● QUÉ SE ESPERA:
Contesta con datos del texto sobre la encarnación de Cristo.
1. ¿Cómo llama el texto a quien no reconoce que Jesucristo apareció en carne?
2. ¿Cuál es el significado del étimo del nombre de Jesús?
3. ¿Por medio de qué habían sido perdonados Moisés y Job?

Viernes, 22 de julio de 2022

Jesucristo apareció en carne, para que creyéramos y lo confesáramos, de tal forma que quien no lo reconoce es un anticristo (1 Juan 4:13). ¿Cuál es la razón de su encarnación? Dice Juan que el Verbo habitó entre nosotros, de lo cual él es testigo junto con otros apóstoles. Lo que ellos vieron aprendieron, lo que palparon sus manos, tocante al verbo de vida, eso nos han informado. Hemos de preguntarnos sobre la identidad del que vino en carne, acerca del cometido que vino a hacer. ¿Vino Jesús a impartirnos una clase de ética? ¿Vino para darnos un ejemplo concreto de lo que debería ser la conducta humana? Tal parece que muchos de los llamados cristianos se entretienen con esa idea tan estrecha de la venida de Cristo.

Lo que vino a hacer Jesucristo entre nosotros fue la expiación del pecado de todo su pueblo, de acuerdo a Mateo 1:21. Allí está resumida su misión a esta tierra, la razón de su nombre, el significado de su étimo: Jehová salva. La justicia alcanzada ante el Padre por haber cumplido toda la ley sin ninguna infracción, su maldición acarreada al morir en un madero, el haber cargado con todas las ofensas de cada miembro de su pueblo, se llama trabajo descomunal. Él solo pudo hacerlo y lo consumó en la cruz, para que el Padre nos impartiera esa justicia que es el mismo Hijo. Desde ese momento el pueblo de Dios de todos los tiempos recibió la justicia de Cristo, dado que el Hijo de Dios expió en forma absoluta el pecado de cada uno de los que formamos parte de ese pueblo.

Pero ¿qué sucedió con Moisés o Job, miembros del Antiguo Testamento? Ellos ya habían sido perdonados por haber creído, como lo hizo Abraham, por medio de la fe en el que había de venir. Sus ofrendas y sacrificios apuntaban al Cordero que vendría, el cual estuvo ordenado y preparado desde antes de la fundación del mundo (1 Pedro 1:20). De manera que no hay dos tipos de salvación, una por obras y otra por gracia. Eso sería una blasfemia decirlo, ya que ningún ser humano puede limpiarse siquiera de un solo pecado.

● MATERIAL PROPORCIONADO:
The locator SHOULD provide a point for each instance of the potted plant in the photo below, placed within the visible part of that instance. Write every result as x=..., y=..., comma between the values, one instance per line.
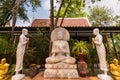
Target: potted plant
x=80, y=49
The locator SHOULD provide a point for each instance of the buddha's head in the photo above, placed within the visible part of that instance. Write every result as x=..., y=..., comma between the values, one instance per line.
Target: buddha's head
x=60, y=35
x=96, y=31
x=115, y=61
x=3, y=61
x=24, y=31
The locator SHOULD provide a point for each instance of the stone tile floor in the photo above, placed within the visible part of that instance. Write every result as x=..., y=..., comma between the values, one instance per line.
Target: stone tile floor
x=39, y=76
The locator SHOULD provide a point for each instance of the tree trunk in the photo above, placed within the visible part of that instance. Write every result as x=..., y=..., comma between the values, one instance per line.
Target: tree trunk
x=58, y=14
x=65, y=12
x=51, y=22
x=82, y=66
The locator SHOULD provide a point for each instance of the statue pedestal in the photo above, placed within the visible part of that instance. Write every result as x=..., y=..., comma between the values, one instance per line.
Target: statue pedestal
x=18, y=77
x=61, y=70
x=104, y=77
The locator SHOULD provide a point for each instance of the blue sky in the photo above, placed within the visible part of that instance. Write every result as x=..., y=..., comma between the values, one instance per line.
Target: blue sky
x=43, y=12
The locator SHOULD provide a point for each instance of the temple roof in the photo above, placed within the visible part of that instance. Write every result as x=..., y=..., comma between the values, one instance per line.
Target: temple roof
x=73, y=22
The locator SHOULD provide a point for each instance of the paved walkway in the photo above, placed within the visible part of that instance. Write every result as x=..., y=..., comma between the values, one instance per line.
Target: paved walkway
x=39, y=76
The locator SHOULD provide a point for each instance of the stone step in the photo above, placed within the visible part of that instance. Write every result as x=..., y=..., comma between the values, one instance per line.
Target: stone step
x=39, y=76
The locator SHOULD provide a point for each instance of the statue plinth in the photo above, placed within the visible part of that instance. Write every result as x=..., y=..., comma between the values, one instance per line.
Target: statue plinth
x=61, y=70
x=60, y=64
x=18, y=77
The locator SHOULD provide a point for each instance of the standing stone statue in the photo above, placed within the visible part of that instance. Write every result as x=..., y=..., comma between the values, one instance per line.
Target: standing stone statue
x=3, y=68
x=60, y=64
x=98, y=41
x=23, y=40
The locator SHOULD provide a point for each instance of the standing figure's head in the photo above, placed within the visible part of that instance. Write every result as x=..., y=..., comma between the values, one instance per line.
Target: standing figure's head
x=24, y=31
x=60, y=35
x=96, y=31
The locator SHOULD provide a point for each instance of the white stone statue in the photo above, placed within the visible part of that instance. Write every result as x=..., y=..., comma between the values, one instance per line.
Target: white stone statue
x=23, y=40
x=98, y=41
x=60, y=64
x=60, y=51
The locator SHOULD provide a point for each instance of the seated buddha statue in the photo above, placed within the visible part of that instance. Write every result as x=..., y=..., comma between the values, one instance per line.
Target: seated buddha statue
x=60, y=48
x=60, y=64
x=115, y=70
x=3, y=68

==

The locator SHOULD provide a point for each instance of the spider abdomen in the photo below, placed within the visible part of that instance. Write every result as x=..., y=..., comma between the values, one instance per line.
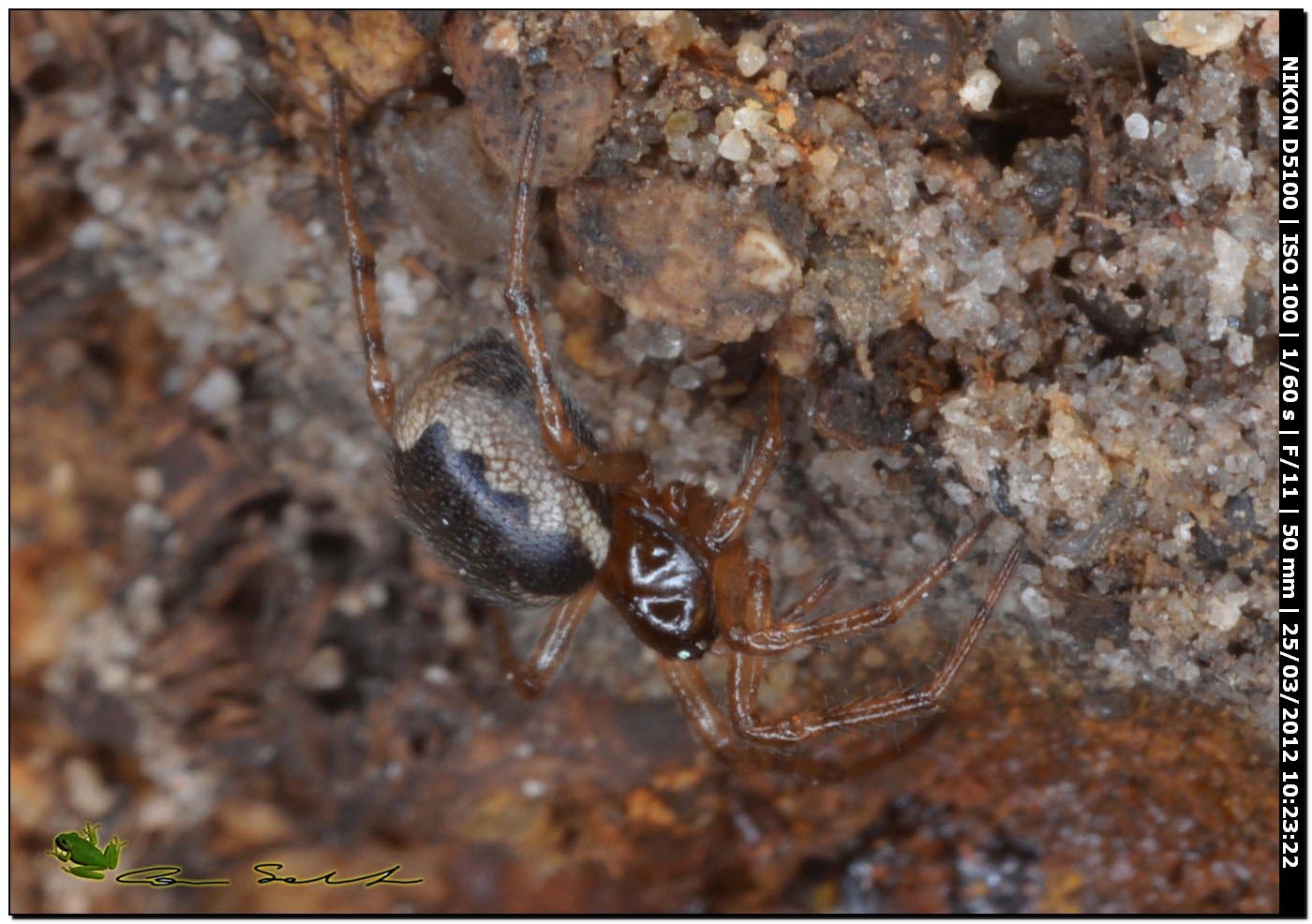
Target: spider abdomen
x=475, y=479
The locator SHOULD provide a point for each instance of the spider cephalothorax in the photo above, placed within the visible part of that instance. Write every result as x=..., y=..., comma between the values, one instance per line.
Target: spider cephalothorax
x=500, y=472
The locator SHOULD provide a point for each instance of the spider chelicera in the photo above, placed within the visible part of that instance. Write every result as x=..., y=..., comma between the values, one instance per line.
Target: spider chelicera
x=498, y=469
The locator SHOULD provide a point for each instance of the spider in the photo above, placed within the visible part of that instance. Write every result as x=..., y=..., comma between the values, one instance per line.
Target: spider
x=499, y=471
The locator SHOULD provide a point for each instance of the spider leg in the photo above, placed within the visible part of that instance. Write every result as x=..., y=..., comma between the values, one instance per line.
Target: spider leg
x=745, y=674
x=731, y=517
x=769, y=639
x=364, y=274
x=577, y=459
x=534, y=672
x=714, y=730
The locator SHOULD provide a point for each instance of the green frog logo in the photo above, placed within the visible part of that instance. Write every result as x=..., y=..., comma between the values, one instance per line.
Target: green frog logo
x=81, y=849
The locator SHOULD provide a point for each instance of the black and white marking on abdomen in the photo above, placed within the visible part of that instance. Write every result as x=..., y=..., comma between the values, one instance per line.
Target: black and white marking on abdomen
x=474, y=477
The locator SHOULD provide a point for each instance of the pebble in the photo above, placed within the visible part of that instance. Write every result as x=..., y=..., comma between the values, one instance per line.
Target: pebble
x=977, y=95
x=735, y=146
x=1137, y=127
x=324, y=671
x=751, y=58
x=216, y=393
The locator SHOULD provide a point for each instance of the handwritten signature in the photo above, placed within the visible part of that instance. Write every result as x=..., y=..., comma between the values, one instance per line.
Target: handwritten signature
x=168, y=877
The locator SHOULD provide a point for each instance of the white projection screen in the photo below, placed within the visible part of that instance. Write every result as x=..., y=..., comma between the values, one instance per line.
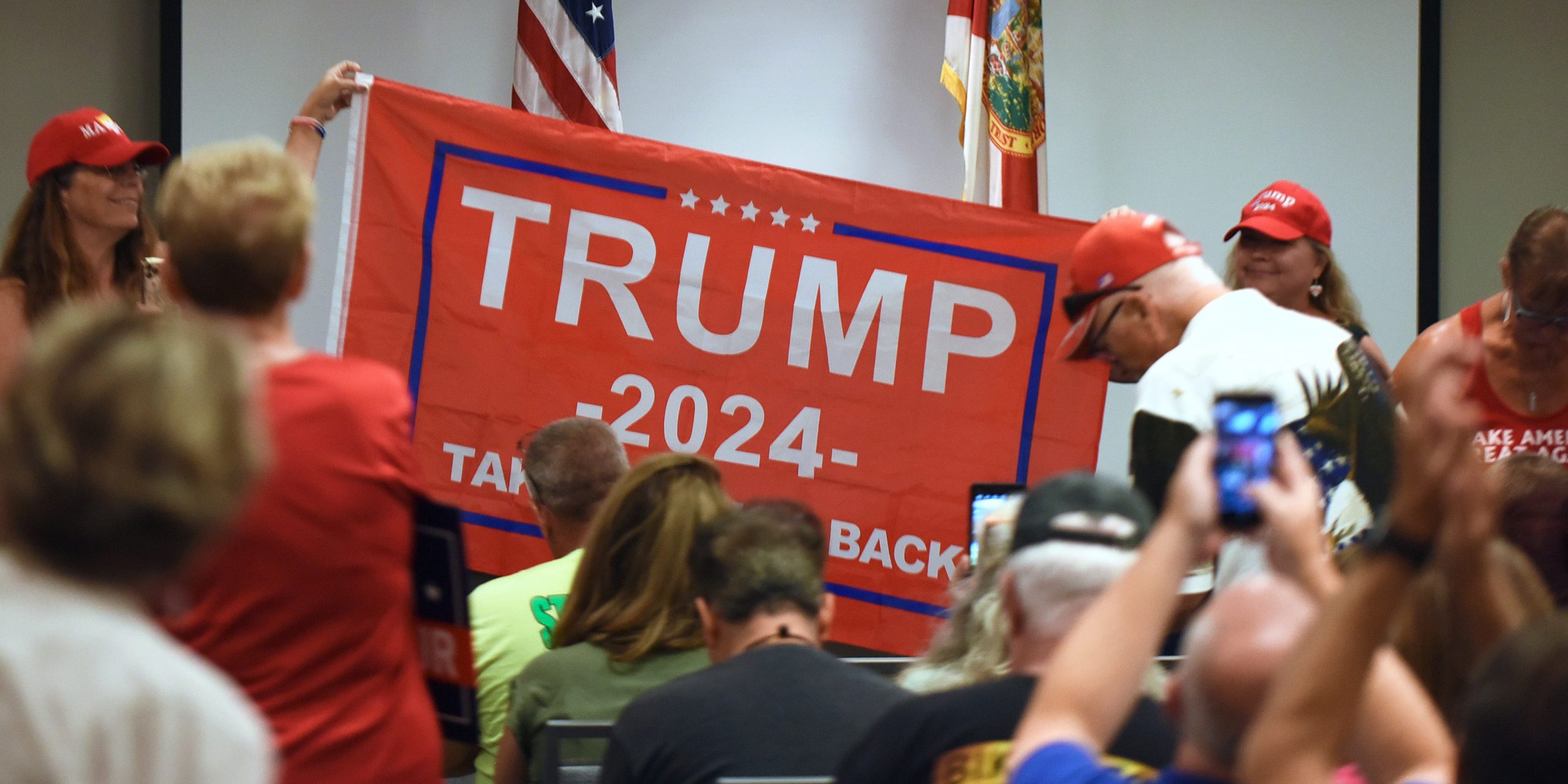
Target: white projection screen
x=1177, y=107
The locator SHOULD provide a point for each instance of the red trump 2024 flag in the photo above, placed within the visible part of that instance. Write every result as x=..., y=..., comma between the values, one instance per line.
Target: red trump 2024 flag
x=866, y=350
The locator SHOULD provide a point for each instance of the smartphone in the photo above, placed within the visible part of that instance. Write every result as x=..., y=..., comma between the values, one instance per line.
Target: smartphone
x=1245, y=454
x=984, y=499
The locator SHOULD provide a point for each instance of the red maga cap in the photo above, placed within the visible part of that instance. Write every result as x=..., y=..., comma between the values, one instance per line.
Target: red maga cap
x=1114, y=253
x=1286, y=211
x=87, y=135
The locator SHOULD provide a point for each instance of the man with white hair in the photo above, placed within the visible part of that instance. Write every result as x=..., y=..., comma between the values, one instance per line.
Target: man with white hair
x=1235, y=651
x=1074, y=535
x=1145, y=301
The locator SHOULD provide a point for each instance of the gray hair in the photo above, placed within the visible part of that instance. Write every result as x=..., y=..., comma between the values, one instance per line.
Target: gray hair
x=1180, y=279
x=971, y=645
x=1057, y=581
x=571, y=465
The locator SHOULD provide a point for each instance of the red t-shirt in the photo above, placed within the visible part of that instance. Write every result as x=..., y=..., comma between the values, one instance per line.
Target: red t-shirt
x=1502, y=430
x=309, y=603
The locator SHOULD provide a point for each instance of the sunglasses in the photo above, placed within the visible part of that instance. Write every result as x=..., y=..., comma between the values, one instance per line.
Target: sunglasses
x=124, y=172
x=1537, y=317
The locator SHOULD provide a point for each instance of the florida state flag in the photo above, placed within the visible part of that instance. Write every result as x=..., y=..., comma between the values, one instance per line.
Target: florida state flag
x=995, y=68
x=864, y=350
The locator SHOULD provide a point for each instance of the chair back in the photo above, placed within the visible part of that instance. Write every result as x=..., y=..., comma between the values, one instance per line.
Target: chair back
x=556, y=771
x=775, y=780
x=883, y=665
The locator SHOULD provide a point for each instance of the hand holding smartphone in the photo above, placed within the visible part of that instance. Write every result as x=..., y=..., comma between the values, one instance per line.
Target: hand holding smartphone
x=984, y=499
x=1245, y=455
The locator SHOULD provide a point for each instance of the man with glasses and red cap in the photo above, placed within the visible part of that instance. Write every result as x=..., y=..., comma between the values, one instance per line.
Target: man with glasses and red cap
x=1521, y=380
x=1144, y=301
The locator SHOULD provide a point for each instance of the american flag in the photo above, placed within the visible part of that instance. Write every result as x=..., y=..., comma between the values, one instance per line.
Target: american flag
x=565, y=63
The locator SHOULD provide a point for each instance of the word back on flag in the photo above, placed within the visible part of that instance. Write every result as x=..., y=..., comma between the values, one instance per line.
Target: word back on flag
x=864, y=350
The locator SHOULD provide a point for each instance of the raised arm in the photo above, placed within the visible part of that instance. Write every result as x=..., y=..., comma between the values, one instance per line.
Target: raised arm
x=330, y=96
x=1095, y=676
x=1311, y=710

...

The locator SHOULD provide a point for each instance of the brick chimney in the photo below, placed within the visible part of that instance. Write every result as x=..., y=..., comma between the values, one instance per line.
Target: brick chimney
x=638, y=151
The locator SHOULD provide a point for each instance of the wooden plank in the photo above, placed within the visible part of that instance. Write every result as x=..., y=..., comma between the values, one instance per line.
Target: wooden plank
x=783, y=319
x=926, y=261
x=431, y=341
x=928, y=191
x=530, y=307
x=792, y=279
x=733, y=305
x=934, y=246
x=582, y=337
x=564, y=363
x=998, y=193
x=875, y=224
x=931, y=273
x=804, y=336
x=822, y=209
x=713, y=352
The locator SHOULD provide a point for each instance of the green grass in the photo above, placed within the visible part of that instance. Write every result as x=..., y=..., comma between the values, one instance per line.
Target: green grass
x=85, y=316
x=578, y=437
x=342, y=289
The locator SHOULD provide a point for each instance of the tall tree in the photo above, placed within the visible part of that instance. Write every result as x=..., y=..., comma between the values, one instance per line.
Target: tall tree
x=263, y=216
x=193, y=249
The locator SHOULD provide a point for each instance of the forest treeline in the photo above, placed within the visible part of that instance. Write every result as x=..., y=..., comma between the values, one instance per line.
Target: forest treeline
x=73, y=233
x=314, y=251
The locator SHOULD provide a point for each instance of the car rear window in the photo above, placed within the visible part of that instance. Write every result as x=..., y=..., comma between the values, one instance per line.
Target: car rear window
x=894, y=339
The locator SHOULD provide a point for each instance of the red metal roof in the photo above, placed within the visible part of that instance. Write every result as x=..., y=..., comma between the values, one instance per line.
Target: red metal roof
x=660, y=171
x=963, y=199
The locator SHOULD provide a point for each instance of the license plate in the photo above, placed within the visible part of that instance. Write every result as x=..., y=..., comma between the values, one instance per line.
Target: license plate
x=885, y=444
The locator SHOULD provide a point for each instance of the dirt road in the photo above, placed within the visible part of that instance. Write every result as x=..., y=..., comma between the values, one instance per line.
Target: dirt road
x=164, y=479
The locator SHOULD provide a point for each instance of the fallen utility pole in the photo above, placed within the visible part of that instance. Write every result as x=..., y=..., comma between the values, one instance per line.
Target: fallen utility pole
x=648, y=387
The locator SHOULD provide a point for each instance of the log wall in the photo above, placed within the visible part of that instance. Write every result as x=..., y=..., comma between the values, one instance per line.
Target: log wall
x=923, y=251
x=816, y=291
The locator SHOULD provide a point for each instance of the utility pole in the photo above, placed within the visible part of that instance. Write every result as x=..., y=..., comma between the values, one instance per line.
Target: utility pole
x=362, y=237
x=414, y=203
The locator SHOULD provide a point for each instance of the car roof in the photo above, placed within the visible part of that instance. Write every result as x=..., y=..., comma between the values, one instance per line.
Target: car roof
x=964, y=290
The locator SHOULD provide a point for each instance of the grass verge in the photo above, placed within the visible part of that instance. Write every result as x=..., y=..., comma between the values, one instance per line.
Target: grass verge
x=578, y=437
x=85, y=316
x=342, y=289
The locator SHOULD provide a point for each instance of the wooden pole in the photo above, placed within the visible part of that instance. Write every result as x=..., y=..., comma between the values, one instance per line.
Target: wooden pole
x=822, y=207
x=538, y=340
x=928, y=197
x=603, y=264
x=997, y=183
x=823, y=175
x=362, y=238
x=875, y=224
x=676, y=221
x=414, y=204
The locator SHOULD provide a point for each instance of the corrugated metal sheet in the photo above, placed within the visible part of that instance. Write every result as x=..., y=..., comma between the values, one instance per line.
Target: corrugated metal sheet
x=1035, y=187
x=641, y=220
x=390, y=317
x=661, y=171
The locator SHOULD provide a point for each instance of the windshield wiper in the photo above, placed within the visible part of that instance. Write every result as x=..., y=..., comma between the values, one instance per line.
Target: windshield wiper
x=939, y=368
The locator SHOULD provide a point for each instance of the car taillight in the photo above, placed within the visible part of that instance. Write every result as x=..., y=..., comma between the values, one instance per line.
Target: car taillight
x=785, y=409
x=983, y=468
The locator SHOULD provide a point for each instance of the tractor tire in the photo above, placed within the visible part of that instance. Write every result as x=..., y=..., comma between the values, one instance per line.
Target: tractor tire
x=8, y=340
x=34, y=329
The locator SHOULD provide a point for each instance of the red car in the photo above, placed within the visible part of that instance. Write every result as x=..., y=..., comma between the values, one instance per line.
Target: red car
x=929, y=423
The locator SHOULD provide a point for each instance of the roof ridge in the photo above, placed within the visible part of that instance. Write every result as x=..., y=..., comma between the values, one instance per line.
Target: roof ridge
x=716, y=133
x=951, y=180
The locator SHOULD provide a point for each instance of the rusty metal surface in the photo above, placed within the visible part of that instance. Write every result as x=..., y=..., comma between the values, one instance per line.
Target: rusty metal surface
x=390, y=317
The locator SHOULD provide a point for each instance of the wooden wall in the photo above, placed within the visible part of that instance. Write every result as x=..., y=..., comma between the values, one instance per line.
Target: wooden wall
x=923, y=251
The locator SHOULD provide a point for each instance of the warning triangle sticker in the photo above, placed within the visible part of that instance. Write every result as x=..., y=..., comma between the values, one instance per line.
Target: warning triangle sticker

● SOLUCIÓN DEL PROBLEMA:
1. Un anticristo.
2. Jehová salva.
3. Por medio de la fe en el que había de venir, como lo hizo Abraham.